# DOCUMENT SECTION

--

Who is outspoken? Who is willing to learn?
Find these people, and it will be easier to do more gender-aware knowledge sharing. This is what I learnt from listening to Roselinie Murota, who works in Zimbabwe for
SAFIRE, the Southern Alliance for Indigenous Resources, talking to Hannah. That's them talking on the right, and me writing it up below...
SAFIRE works on three broad themes... benefit driven natural resources management, food security and nutrition, and ICTs for development. They all link together: for example, the nutrition work focuses on ways indigenous foods can be prepared to ensure people who are HIV + get enough nutrients, and ICTs are used to help people get current market information for their produce so they can negotiate a fair price with wholesalers.
Some of SAFIRE's achievements...
Gender-aware technology choices -- the treadle machines that were used to get oil from seeds were too tiring for women to use, given all the other things they had to get done in the day, so they changed them.
The introduction of a new honey harvesting technology, the Kenyan top bar hives, as traditional hives were high up in the trees, and women couldn't climb them in skirts
Opening telecentres in schools rather than in town centres: safer and more accessible for everyone

... and other ways of what Hannah started calling 'uninvisibilising' gender and Rose said was 'going beyond the numbers'.

--

# GIVEN PROBLEM 1
Display each line of the rows that contains the word "crowd", treating uppercase and lowercase letters as distinct.
The SAFIRE text and the rows have no connection to each other.

--

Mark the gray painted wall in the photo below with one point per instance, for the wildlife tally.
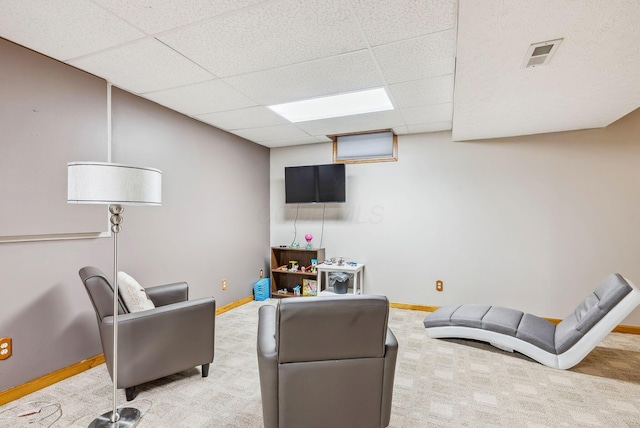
(213, 223)
(533, 222)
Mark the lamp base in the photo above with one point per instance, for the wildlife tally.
(129, 418)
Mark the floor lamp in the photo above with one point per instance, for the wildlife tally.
(115, 185)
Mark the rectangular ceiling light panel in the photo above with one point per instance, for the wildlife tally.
(348, 104)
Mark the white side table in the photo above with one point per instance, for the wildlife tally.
(355, 269)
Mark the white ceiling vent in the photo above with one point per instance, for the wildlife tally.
(540, 53)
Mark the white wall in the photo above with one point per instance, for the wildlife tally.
(532, 223)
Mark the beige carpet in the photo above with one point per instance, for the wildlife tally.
(439, 383)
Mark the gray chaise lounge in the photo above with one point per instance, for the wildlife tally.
(561, 346)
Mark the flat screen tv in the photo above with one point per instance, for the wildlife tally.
(315, 184)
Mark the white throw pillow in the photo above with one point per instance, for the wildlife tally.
(133, 294)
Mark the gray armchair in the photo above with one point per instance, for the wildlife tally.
(326, 362)
(175, 336)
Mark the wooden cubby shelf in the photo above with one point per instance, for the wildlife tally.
(285, 279)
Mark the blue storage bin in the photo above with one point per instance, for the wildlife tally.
(262, 289)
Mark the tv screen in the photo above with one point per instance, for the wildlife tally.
(315, 184)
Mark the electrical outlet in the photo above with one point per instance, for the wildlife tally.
(5, 348)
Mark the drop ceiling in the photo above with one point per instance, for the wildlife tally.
(446, 64)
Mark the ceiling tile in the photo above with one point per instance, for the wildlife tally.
(239, 119)
(269, 133)
(386, 21)
(154, 16)
(63, 29)
(418, 58)
(143, 66)
(290, 142)
(355, 123)
(200, 98)
(436, 90)
(428, 114)
(269, 35)
(587, 83)
(430, 127)
(400, 130)
(343, 73)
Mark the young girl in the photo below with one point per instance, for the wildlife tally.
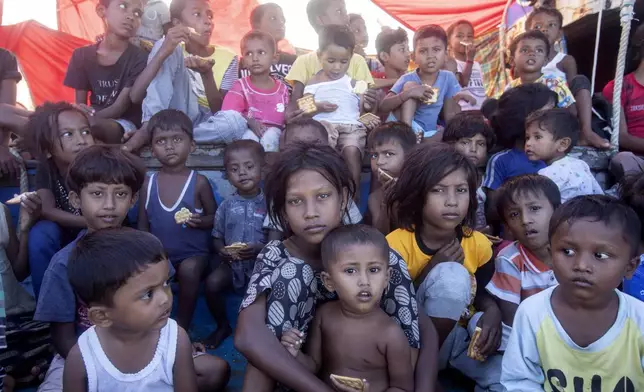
(56, 133)
(435, 202)
(307, 191)
(460, 38)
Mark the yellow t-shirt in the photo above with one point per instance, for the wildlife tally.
(477, 249)
(307, 65)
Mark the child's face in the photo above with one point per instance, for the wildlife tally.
(359, 276)
(171, 147)
(430, 54)
(258, 56)
(335, 61)
(104, 205)
(541, 145)
(474, 148)
(530, 55)
(388, 157)
(528, 219)
(244, 171)
(590, 259)
(313, 206)
(123, 17)
(273, 22)
(446, 204)
(73, 136)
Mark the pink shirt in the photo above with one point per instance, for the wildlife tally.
(265, 106)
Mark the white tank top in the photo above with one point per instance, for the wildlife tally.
(475, 87)
(551, 67)
(339, 92)
(103, 376)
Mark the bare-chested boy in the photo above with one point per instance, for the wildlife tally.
(353, 337)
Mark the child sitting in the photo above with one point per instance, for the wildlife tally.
(333, 84)
(354, 337)
(239, 219)
(422, 94)
(523, 268)
(387, 145)
(472, 136)
(550, 135)
(108, 69)
(561, 335)
(260, 98)
(176, 188)
(57, 132)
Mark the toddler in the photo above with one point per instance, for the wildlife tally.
(260, 98)
(173, 189)
(550, 135)
(353, 336)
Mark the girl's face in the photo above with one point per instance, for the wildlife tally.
(447, 203)
(73, 137)
(314, 206)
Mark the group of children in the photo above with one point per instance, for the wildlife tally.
(504, 267)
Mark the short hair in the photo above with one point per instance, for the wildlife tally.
(559, 122)
(527, 184)
(104, 260)
(600, 208)
(469, 124)
(337, 35)
(170, 120)
(258, 35)
(513, 108)
(550, 11)
(530, 34)
(388, 38)
(302, 156)
(338, 239)
(425, 166)
(105, 164)
(429, 31)
(399, 131)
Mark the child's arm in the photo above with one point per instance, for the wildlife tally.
(75, 374)
(183, 372)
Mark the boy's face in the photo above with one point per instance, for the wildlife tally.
(103, 205)
(530, 55)
(474, 148)
(359, 276)
(388, 157)
(528, 219)
(590, 259)
(171, 147)
(258, 56)
(335, 61)
(123, 17)
(541, 145)
(244, 171)
(430, 54)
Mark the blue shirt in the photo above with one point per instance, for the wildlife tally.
(427, 115)
(507, 164)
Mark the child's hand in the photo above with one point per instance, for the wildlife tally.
(292, 341)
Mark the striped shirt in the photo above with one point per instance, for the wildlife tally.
(519, 275)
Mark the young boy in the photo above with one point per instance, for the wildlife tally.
(108, 71)
(387, 147)
(173, 189)
(260, 98)
(422, 94)
(583, 333)
(523, 268)
(239, 220)
(354, 337)
(550, 135)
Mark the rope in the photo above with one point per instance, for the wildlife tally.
(626, 16)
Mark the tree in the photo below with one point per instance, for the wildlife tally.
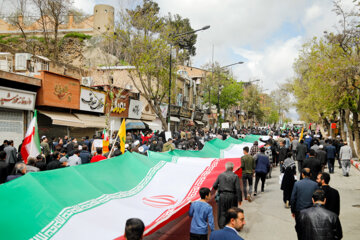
(57, 9)
(142, 37)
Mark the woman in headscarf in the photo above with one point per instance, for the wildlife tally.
(288, 180)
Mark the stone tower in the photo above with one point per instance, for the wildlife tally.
(103, 19)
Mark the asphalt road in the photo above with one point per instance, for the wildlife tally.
(267, 218)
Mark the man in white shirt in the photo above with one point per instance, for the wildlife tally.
(74, 159)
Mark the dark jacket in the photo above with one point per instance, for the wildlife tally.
(318, 223)
(228, 182)
(54, 164)
(225, 234)
(332, 199)
(301, 196)
(282, 154)
(262, 163)
(321, 155)
(331, 151)
(301, 151)
(85, 156)
(3, 171)
(315, 166)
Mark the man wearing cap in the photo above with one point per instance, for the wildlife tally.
(345, 155)
(45, 148)
(321, 155)
(168, 146)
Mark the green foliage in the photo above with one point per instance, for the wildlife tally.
(8, 39)
(81, 36)
(40, 39)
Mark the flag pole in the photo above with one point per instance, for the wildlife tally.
(112, 148)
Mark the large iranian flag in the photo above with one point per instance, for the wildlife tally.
(93, 201)
(31, 144)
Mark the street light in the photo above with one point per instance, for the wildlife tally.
(218, 103)
(173, 37)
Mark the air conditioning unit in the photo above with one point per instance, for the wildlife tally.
(21, 61)
(86, 81)
(129, 87)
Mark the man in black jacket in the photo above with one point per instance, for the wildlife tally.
(228, 186)
(301, 151)
(318, 223)
(3, 167)
(282, 155)
(313, 163)
(321, 155)
(332, 195)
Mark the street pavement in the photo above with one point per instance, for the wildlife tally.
(267, 218)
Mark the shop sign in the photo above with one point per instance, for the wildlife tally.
(186, 113)
(58, 91)
(175, 110)
(120, 107)
(135, 109)
(17, 99)
(92, 100)
(198, 116)
(164, 110)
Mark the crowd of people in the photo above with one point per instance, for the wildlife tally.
(309, 198)
(60, 152)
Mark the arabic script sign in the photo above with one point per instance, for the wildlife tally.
(135, 109)
(17, 99)
(92, 100)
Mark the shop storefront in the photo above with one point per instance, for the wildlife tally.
(185, 118)
(66, 108)
(16, 108)
(198, 119)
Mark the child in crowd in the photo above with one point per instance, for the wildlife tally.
(202, 215)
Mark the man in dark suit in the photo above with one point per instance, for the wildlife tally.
(313, 163)
(235, 221)
(228, 186)
(301, 196)
(301, 151)
(317, 222)
(332, 195)
(3, 167)
(11, 158)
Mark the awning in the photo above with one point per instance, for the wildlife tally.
(134, 124)
(174, 119)
(91, 121)
(153, 126)
(198, 122)
(63, 119)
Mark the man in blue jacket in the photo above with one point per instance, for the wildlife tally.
(235, 221)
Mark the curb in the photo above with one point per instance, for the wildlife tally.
(356, 164)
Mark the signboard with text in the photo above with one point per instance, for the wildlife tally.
(135, 109)
(17, 99)
(92, 100)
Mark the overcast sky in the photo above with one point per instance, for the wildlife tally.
(265, 34)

--

# GIVEN PROBLEM 2
Duplicate the passage of the SAFIRE text starting with "Some of SAFIRE's" and going on through "they changed them.".

# EXERCISE RESPONSE 1
Mark the crowd of people in the photo above with one point per instance, for the wildlife tally.
Mark the child in crowd in the photo above with one point per instance, for the wildlife tally.

# EXERCISE RESPONSE 2
Some of SAFIRE's achievements...
Gender-aware technology choices -- the treadle machines that were used to get oil from seeds were too tiring for women to use, given all the other things they had to get done in the day, so they changed them.